• **Problem statement**:
Below are records; how many of their lines contain "dark"? Answer with only the number.
==== Supplied data
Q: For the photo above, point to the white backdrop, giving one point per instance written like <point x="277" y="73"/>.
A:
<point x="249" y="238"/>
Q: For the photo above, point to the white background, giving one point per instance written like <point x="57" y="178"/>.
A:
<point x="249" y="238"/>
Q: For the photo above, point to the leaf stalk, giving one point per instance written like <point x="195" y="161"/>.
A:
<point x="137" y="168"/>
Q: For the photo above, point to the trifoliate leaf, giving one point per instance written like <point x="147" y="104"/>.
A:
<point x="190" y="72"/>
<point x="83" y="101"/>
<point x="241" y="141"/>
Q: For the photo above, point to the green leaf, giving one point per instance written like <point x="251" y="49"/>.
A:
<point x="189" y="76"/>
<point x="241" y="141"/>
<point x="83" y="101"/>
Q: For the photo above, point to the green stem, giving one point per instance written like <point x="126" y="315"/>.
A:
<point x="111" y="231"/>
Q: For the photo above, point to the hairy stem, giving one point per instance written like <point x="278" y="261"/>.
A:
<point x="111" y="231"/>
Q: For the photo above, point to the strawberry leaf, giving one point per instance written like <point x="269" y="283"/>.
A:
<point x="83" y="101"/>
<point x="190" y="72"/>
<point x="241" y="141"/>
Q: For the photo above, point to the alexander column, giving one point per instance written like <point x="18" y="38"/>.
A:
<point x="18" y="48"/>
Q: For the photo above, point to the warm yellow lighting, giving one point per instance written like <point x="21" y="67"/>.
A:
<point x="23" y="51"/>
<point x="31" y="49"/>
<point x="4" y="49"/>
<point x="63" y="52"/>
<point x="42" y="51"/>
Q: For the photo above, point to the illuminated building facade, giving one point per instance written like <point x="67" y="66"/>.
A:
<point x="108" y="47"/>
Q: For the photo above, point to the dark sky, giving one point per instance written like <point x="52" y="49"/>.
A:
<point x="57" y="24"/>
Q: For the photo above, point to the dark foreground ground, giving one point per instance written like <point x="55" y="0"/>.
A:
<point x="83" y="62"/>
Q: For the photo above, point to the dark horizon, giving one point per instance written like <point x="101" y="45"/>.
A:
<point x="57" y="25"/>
========
• **Completed task**:
3